<<<<

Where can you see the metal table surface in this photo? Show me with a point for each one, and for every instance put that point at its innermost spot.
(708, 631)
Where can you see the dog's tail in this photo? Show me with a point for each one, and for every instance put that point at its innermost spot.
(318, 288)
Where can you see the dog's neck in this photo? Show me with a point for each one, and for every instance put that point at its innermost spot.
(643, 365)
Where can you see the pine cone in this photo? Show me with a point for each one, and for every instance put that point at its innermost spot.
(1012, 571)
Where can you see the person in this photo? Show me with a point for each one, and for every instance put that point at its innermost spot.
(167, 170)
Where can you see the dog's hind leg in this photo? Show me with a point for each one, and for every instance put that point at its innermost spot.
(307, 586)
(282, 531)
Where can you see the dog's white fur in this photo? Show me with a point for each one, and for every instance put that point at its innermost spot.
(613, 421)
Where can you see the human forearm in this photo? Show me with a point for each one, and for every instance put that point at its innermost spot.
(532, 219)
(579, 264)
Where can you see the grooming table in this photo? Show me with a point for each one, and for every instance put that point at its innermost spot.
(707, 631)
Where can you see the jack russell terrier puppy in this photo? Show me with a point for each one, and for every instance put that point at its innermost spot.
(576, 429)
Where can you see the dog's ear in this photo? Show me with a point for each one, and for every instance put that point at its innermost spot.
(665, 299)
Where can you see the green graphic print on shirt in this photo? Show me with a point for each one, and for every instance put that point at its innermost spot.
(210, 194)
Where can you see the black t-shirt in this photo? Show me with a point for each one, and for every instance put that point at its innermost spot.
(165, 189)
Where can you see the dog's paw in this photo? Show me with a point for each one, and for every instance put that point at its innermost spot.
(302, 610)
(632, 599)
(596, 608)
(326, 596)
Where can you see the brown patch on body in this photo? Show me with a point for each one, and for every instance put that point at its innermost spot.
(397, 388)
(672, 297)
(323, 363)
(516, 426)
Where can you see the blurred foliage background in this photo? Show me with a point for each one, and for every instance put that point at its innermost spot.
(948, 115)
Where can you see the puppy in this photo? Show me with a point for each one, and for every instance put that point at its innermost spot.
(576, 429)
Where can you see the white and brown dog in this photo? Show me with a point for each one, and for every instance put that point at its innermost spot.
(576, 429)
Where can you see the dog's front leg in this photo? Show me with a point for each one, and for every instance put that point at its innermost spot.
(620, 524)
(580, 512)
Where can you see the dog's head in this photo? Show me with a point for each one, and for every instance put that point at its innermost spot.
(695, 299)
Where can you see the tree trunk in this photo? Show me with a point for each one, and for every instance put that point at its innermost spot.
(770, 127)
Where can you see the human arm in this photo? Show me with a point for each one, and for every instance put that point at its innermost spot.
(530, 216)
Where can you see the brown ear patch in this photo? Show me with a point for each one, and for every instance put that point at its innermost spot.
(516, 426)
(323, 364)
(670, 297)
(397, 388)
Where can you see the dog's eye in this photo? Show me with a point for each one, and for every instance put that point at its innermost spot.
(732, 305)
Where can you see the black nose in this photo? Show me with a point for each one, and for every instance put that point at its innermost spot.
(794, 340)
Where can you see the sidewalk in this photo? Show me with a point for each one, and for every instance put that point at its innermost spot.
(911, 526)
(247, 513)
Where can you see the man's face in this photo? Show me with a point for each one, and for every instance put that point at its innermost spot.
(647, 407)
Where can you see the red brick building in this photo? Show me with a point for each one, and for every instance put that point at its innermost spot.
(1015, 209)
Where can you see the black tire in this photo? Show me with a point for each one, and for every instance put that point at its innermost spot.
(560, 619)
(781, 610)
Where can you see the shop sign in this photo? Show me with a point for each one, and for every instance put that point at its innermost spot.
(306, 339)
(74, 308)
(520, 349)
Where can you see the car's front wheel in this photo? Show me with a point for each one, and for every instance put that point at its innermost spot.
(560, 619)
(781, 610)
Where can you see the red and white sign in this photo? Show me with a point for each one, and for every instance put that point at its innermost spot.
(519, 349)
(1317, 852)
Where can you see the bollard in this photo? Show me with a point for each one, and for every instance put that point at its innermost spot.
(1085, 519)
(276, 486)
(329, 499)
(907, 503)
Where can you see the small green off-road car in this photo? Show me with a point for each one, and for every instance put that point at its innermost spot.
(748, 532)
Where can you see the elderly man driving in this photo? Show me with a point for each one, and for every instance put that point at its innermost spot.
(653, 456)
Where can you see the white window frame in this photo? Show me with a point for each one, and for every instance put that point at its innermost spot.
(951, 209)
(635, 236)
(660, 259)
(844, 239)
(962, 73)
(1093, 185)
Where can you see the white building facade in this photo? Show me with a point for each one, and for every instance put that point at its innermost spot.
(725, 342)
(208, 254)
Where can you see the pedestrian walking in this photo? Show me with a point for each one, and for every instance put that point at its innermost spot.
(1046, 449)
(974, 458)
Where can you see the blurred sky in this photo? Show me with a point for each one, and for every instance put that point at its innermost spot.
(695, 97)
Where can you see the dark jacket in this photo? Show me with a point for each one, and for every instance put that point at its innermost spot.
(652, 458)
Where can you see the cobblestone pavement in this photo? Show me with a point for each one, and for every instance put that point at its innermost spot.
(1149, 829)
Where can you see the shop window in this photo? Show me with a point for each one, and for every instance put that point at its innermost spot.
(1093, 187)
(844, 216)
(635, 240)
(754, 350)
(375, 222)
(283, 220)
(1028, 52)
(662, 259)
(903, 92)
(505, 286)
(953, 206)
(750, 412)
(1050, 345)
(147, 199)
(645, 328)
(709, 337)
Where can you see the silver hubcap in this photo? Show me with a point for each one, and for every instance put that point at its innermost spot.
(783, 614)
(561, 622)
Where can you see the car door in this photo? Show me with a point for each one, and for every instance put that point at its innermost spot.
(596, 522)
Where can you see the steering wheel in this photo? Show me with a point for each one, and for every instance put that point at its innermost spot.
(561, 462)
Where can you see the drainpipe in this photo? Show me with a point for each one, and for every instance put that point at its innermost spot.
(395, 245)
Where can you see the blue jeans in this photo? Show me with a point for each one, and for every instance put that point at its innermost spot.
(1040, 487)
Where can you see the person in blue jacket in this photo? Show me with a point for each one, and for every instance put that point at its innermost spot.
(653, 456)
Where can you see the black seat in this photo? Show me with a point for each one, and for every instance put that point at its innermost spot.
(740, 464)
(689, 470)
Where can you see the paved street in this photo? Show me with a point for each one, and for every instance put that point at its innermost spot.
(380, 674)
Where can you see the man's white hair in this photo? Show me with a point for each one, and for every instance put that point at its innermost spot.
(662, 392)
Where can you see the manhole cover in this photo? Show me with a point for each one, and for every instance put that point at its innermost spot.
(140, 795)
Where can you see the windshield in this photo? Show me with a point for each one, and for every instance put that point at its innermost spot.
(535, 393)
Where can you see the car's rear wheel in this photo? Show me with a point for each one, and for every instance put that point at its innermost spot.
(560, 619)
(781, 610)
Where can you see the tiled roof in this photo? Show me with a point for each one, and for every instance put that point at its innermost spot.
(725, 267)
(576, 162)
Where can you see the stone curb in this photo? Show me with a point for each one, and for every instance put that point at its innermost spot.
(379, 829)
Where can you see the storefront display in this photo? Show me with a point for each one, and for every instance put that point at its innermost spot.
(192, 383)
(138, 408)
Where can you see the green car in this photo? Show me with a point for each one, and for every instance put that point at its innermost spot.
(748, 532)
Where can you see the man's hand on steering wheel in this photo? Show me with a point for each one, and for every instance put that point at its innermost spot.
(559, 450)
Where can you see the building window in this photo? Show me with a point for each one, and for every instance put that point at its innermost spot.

>>>>

### Problem
Line for line, set down the listing above again.

### Task solution
Where can you see the metal table surface in this photo? Show me with a point for each one, and for every instance put that point at its innermost spot.
(708, 631)
Where can you see the dog's tail in this photo? Show me with a point for each one, and for every instance put that point at its innermost spot.
(318, 288)
Where can you see the dog's neck in this photo? Show me with a point for each one, and for every instance put that point at its innermost spot.
(643, 365)
Where can you see the pine cone in this photo? Show me with a point for each one, and for every instance put that point at its innermost spot.
(1012, 571)
Where can you see the person in this photo? Show me with a point for each one, and for every instance put that point at its innermost spot.
(167, 170)
Where can you see the dog's hind leg in this photo? Show me with a point for each one, and for every instance put that point at its innermost spot.
(307, 586)
(282, 531)
Where can you see the dog's white fur in this photo? Show me with a point for each one, and for every instance put that point at its innermost spot.
(613, 421)
Where can you see the human forearm in this photo? Show me with a point for each one, and for every instance put that point at its innermost spot.
(532, 219)
(579, 264)
Where can you see the grooming table in this photo? Show me with a point for each one, and for every instance put that point at its innermost spot.
(707, 631)
Where can you see the jack russell terrier puppy in this photo? Show me with a point for each one, and for every instance put that point at its innermost spot.
(576, 429)
Where can you see the dog's ear in this photo? Show me with a point for each one, and for every instance put that point at its innermost spot.
(665, 299)
Where can you see the green graphic print on shirt in this photo? Show me with a point for each one, and for every instance put that point at its innermost spot.
(210, 194)
Where can you see the black t-shirt in this photo? Show me with a point for each one, and for every instance put that point at its innermost spot.
(165, 189)
Where can you see the dog's paw in this photo? Show me with a point for each one, and for every instance put that point at its innermost spot.
(302, 610)
(632, 599)
(596, 608)
(326, 596)
Where can you see the brown patch on body in this photo? Show me with a point for each one, and for every instance put that point at its innermost spot.
(397, 388)
(672, 297)
(323, 363)
(516, 426)
Where can you see the blurred foliage background in this photo? Show me with a point for each one, and for every instance put that point at its innermost spot.
(948, 115)
Where can you see the puppy in this photo? Show me with a point for each one, and for every instance put that point at its innermost spot.
(576, 429)
Where can you see the white and brown dog in this photo? Show me with a point for each one, and for every instance put that point at its innermost spot.
(576, 429)
Where can you see the dog's front leg in this photo? Show me with a point for each one, and for every instance put that point at its innermost spot.
(620, 524)
(580, 512)
Where can you see the dog's head in this photo? Show me with a point for each one, and for every instance put that point at its innermost spot.
(695, 299)
Where can you see the tree trunk in this photo? Show me with a point for each one, and for every instance put that point at its innermost spot.
(770, 127)
Where can you see the human arm in this photo? Show me with a point for each one, and for every instance put that point at its innermost spot.
(530, 216)
Where can you see the brown ear patch in this photo? Show me with a point for each one, and for every instance put that point at its innermost spot.
(516, 426)
(323, 364)
(670, 297)
(397, 388)
Where can you see the dog's eye in this photo? Show me with a point for each one, and for every instance put that point at its innermost spot.
(732, 305)
Where can you see the black nose in this photo? Show me with a point for each one, and for every instance put that point at its innermost spot.
(794, 340)
Where can you see the sidewalk in this photo? Show me with a point for each one, and for every instance put that point at its innermost spot.
(911, 526)
(247, 513)
Where can you see the man's face in this photo? Show me with a point for each one, and for every instance put that point at its innermost spot.
(647, 407)
Where can you see the red brick building in this photo? Show me with a point for each one, and for every instance put that point at its innermost spot.
(1015, 209)
Where can you see the black tire in this photo? Show me with a point for each one, and for every instance put that point at its innermost spot.
(560, 619)
(781, 610)
Where can you see the shop sign in this photo? Show me with a point for each one, and for every instance put that point at its innermost spot.
(306, 339)
(74, 308)
(520, 349)
Where can you see the car's front wheel in this photo? Show me with a point for each one, and for every instance put that point at its innermost spot.
(560, 619)
(781, 610)
Where can you see the red and white sign in this photo? Show me with a point for each one, and for every instance put that point at its innermost spot.
(519, 349)
(1317, 852)
Where can you see the bollard in this photo? Show me with a point for each one, and for every instance put that point at its innermost spot.
(1085, 519)
(276, 486)
(329, 499)
(907, 503)
Where can you see the small green off-road car in this photo? Show me with a point for each one, and for every instance put that point at its innermost spot.
(748, 532)
Where can you see the elderly man driving in this photo? Show me with a point for each one, and for every instance put that point at its innermost spot.
(653, 456)
Where can you see the white window frame in this photo? Show me with a point for each one, and for every instance put that point at its innermost spot.
(951, 209)
(635, 236)
(660, 259)
(844, 239)
(962, 73)
(1093, 185)
Where can you see the white building facade in this photo? Show me with a point for each one, and for every instance put that point at its innermost spot.
(725, 342)
(208, 254)
Where can you see the pedestrian walking in this photo? Show me with a point for each one, and for every instance put that point at its innermost spot.
(1046, 449)
(974, 458)
Where can you see the blurred sky in this photo? Show me with a point for each one, and for every instance put that point at its innermost spot.
(695, 97)
Where can you see the dark jacket in this photo? Show me with a point for each one, and for every instance put that point at its innermost spot.
(652, 458)
Where can you see the cobblestone pavement in this photo? Show me with a point for each one, and for every instance put that point at its innermost spot.
(1149, 829)
Where can you see the shop window in this photo? Show me with a point for each one, and for every instance put that point at its innermost spot.
(1093, 187)
(844, 216)
(635, 240)
(754, 350)
(375, 222)
(283, 220)
(1028, 52)
(662, 259)
(903, 92)
(505, 286)
(953, 206)
(750, 412)
(1050, 345)
(147, 199)
(645, 328)
(709, 337)
Where can you see the silver hubcap in this photo? Show me with a point for each one, and for every instance put that point at its innermost spot.
(783, 614)
(561, 622)
Where can you see the car door in this photo? Show me with a point for each one, and for every instance put that point at its innermost spot.
(596, 522)
Where can you see the steering wheel in this photo? Show me with a point for each one, and for every instance put that point at its innermost spot.
(561, 462)
Where can you see the drainpipe in this photo? Show me with a point for each one, and for every instance put that point at its innermost spot.
(395, 245)
Where can you see the blue jeans in this photo? Show me with a point for each one, and for every instance put that point at its innermost spot.
(1040, 487)
Where can you see the person in blue jacket in this photo? Show me with a point for each one, and for every instance put that point at its innermost spot.
(653, 456)
Where can you see the black seat in this photo? Show me with a point for each one, and for every instance put that point at its innermost spot.
(740, 464)
(689, 470)
Where can you see the paved street in this photo? Show me with a point for each one, and for every instance put that point at its innermost spot.
(380, 674)
Where can you see the man's white hair in this photo? Show me with a point for each one, and for every instance put that point at its innermost spot.
(662, 392)
Where can you see the manhole cover in this photo? Show me with a point for each one, and for every instance put that point at its innermost spot.
(140, 795)
Where can you see the windshield in this photo? Show me with a point for each one, and for every instance put that point at its innermost spot.
(535, 393)
Where can you see the car's rear wheel in this photo? Show me with a point for each one, and for every instance put that point at its innermost spot.
(560, 619)
(781, 610)
Where can you see the tiled roof in this photo? Show me with a point for each one, and for every instance put that point at its innermost spot.
(725, 267)
(576, 162)
Where can you see the stone curb in this photo? Show me with a point for each one, and for every instance put that point at its innermost spot.
(379, 829)
Where can you see the storefront display in this photo? Show me with a point for each one, and for every instance put that point at its innermost spot.
(192, 383)
(138, 408)
Where can you see the green car in this photo? Show me with a point for each one, and for every instance put that point at its innermost spot.
(748, 532)
Where can you see the man's hand on steering wheel in this photo? Show me with a point for each one, and for every instance put that point at its innermost spot.
(559, 450)
Where can you see the building window in this photo? Show me with a point for each one, and for every instance put that point at its innermost spot.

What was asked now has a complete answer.